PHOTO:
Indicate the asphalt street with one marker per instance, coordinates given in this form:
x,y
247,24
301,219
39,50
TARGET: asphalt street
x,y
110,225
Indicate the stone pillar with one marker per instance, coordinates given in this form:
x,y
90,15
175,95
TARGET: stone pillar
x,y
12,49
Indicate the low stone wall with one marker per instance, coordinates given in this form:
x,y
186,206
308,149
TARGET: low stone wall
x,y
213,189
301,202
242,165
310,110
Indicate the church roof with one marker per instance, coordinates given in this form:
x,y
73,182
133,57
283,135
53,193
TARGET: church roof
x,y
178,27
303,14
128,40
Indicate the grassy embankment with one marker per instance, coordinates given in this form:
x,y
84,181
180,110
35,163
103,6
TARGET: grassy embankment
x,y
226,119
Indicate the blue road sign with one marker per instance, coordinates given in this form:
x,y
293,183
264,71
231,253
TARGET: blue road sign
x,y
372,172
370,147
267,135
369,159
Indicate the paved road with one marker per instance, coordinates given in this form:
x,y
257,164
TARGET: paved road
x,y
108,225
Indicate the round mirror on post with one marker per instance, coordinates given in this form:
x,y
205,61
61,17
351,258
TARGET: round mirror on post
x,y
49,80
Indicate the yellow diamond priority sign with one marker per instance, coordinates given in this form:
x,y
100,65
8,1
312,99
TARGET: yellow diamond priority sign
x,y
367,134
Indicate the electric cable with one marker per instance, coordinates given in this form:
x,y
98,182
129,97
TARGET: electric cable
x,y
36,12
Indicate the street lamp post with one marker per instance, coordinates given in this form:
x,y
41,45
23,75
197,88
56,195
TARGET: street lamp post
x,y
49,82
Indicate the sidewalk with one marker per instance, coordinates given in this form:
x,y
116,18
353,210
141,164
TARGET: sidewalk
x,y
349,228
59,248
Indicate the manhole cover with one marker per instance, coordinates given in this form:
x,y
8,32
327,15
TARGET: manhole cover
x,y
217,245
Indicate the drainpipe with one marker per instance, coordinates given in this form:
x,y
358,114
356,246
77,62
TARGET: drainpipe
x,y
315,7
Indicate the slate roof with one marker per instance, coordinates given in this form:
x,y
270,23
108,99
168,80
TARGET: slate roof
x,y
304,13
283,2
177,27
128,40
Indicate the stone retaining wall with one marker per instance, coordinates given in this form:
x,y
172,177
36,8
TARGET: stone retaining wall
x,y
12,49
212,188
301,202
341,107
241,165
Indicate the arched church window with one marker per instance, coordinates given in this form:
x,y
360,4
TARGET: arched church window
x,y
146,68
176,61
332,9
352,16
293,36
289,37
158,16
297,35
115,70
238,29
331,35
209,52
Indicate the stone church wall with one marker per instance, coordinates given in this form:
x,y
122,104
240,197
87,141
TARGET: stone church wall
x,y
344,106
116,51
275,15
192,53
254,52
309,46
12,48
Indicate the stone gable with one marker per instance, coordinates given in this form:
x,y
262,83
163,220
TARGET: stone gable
****************
TASK PROMPT: Please set down all the data word for word.

REPLY:
PHOTO:
Indicate the asphalt street with one marker per instance, coordinates given in this form:
x,y
247,24
301,219
39,50
TARGET: asphalt street
x,y
110,225
Indicate the stone pillar with one marker per instance, coordinates given in this form:
x,y
90,15
175,95
TARGET: stone pillar
x,y
12,49
Indicate the low stone wall with one marker per instance, coordinates given in this form:
x,y
186,206
308,149
TARGET: low stone wall
x,y
213,189
301,202
242,165
310,110
Indicate the church roof with one marker per instance, coordinates given in this form:
x,y
73,182
133,57
283,135
53,193
TARGET: church roof
x,y
178,27
303,14
128,40
Indicate the grassy embankment with one marker per instance, coordinates given in this form:
x,y
84,181
180,110
35,163
103,6
TARGET: grassy embankment
x,y
226,119
Indicate the blue road sign with one marker per instance, coordinates given in this form:
x,y
293,183
264,71
231,253
TARGET: blue road sign
x,y
372,172
370,147
267,135
369,159
Indicate the paved road with one marker per instance, coordinates given in this form:
x,y
257,164
TARGET: paved road
x,y
108,225
Indicate the round mirror on post with one marker per instance, coordinates given in this form:
x,y
205,61
61,17
351,258
TARGET: round mirror on post
x,y
49,80
Indicate the yellow diamond priority sign with one marker per instance, coordinates given in this form:
x,y
100,65
8,1
312,99
TARGET: yellow diamond priority sign
x,y
367,134
Indicate the electric cable with one marker per instance, coordinates given in this form:
x,y
98,182
129,97
TARGET: electric cable
x,y
36,12
Indicate the street lamp post with one marker per instance, coordinates given in this form:
x,y
41,45
23,75
197,88
56,195
TARGET: street lamp post
x,y
49,82
Indicate the sidewalk with one marker per instance, coordinates given in this form:
x,y
116,18
353,210
141,164
TARGET: sidewalk
x,y
349,228
59,248
Indicate the manhole cover with one marker per instance, coordinates given in this form:
x,y
8,32
327,15
TARGET: manhole cover
x,y
217,245
Indicate the drainpipe with one marker per instance, coordinates given in this form:
x,y
358,114
356,246
77,62
TARGET: drainpipe
x,y
315,7
Indicate the slate roof with one marker per instance, coordinates given in this form:
x,y
270,23
108,99
168,80
TARGET: slate roof
x,y
304,13
283,2
177,27
128,40
Indicate the stone retaining wall with one marker per instance, coordinates given in this form:
x,y
172,177
36,8
TARGET: stone retaining wall
x,y
12,49
212,188
301,202
341,107
241,165
Indicate the arched church window with one marker per instance, coordinates given in this form:
x,y
360,4
TARGET: arched church window
x,y
146,68
176,61
332,9
352,16
293,36
289,37
158,16
297,35
115,70
238,29
331,35
209,52
Indicate the stone church wall with one marker per instance, coordinates given in this form:
x,y
122,104
240,197
87,141
TARGET: stone church wall
x,y
344,106
116,51
275,15
192,53
254,52
309,46
12,48
Indicate the stone gable with one marker per instance, coordinates given in this form:
x,y
262,83
163,220
TARGET: stone gable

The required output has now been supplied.